▶ _Required actions_
[a] According to the passage on Roath Park Lake, why did Bute give land to the Corporation in 1887?
[b] Update the Roath Park Lake passage from "There’s something about" to "their tails.", replacing "Boxing Day" with "New Year's Day".
[c] Answer these questions from the passage on Roath Park Lake.
(i) How many acres of upper Roath did Bute offer the Corporation in 1887?
(ii) How many artificial mysteriosos were created at the north end of the lake?
(iii) On what day does the passage suggest walking round the lake to show how crowded it gets?

▶ _Supplied passage_
━━━━━━━━━━━━━━━━
There are a number of ways to
drain land. Time-honoured is the
drainage ditch. Put in a network, take
the water slowly somewhere else. More
costly, but neater, are deep-dug land drains: pipes that let the excess enter the
sewers. But if resource or logistics are
problematic then making a feature of the dampness might be the best route
forward. The malarial bog which occupied
both sides of the Lleici south of where the Lisvane and Llanishen reservoirs
now stand had always been resistant to solution. So why not build a dam and make it a
lake? In the autumn it was mostly that
anyway. This part of Cardiff was Bute
land, vast acres of it. A commendable
solution. But the Marquis was not given
to philanthropy without purpose. Bute
knew that in order to build and sell high value property you need to provide
amenity. In 1887 he offered 103 acres of
upper Roath to the Corporation, got this matched by 18 acres from Lord
Tredegar, and established the chain of public spaces that still run in a green
line out from the city’s heart. The
spaces were centred on what was to eventually become Roath Park Lake and
Botanical Gardens. It took the
Corporation several thousands of pounds and a further seven years to dig,
drain, pave and plant this Victorian splendour.
The gardens opening in 1884, water at their centre, and the imposing properties Bute built along its flanks, some
of the most imposing Cardiff had yet seen, sold magnificently well.
The Lake with the lighthouse that has no lights |
Over the years the Lake developed
its own mythology. Tram routes led to
it. Trolley bus terminuses were set at
its entrance. Rare plants were planted
in its gardens. There were band-stands,
ice-cream parlours, elegant walkways, rock gardens, rose terraces, waterfalls,
paddling pools, maple plantings, and boats.
Loads of boats. The lake was
filled with rowers you could hire, pedal boats for kids, motor launches for
those who wanted the tour with low effort, barges for the swimmers, model
yachts for the seafaring, and for the rest - ducks, swans, geese, fish and
islands. Five artificial mysteriosos
were created at the north end. After his
first gig in Cardiff during the late sixties Jimi Hendrix was reputed to have
woken up, stoned, on one of them. Where
am I, man? Don’t worry bro, you’re in a
foreign land.
There’s something about this thin
waterway which attracts people more than the coast does. Try walking round it on a Boxing Day and
you’ll be lucky to find yourself a free couple of yards. The pathways will be packed with scarf and
coat clad Cardiffians pumping their systems free of turkey sludge, towing their
kids on new bikes/scooters/skate-boards/in-line rollers/electric shoes/zippo
trainers. And there’ll be dogs too:
pooches, Alsatians, lap-dogs, yappy mongrels, and old-timers with smiles in
their tails.
━━━━━━━━━━━━━━━━
[Location identification items]
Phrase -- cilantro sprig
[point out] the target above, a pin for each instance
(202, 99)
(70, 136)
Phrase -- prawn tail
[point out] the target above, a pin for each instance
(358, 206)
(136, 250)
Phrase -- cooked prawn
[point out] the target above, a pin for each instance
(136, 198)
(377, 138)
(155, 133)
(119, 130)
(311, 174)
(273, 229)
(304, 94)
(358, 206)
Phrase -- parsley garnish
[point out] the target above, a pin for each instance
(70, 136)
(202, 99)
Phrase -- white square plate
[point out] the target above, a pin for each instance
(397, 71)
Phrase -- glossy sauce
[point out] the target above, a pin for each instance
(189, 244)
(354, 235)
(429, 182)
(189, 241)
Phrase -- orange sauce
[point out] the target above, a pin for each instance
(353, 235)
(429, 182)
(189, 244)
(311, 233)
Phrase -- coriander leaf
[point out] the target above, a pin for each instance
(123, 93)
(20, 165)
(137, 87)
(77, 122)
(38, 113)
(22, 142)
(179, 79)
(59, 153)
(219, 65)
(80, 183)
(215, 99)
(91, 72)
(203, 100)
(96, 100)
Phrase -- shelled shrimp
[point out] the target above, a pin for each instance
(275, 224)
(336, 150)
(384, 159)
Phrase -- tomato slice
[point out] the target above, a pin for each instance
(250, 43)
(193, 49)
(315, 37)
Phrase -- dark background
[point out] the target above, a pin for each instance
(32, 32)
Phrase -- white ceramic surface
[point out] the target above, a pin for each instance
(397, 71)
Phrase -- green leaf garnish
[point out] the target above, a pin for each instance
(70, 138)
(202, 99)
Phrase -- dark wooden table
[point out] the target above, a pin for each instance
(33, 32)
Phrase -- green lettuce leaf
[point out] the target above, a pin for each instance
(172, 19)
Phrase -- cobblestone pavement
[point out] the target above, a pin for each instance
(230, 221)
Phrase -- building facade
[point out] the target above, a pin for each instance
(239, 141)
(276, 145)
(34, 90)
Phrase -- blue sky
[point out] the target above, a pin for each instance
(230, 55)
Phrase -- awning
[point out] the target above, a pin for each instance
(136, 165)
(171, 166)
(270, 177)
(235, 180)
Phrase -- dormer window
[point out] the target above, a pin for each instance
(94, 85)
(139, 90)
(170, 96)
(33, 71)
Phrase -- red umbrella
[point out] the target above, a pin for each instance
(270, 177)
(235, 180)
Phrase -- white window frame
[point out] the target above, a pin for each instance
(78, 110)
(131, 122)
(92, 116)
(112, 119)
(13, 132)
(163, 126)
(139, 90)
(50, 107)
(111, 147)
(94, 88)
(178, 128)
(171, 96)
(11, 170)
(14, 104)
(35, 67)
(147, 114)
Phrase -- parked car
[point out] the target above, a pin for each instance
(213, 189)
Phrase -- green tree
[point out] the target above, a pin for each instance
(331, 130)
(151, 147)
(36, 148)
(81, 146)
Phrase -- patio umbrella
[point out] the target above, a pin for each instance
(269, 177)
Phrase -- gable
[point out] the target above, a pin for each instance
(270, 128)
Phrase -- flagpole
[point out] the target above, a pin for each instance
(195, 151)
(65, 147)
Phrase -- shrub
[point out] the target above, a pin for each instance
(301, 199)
━━━━━━━━━━━━━━━━
▶ _Final results_
[a] Bute knew that building and selling high-value property requires providing amenity. His gift was therefore not philanthropy without purpose. The public spaces centered on the lake supported the sale of the imposing properties he built along its flanks.

[b]
There’s something about this thin
waterway which attracts people more than the coast does. Try walking round it on a New Year's Day and
you’ll be lucky to find yourself a free couple of yards. The pathways will be packed with scarf and
coat clad Cardiffians pumping their systems free of turkey sludge, towing their
kids on new bikes/scooters/skate-boards/in-line rollers/electric shoes/zippo
trainers. And there’ll be dogs too:
pooches, Alsatians, lap-dogs, yappy mongrels, and old-timers with smiles in
their tails.

[c]
(i) 103 acres
(ii) Five
(iii) Boxing Day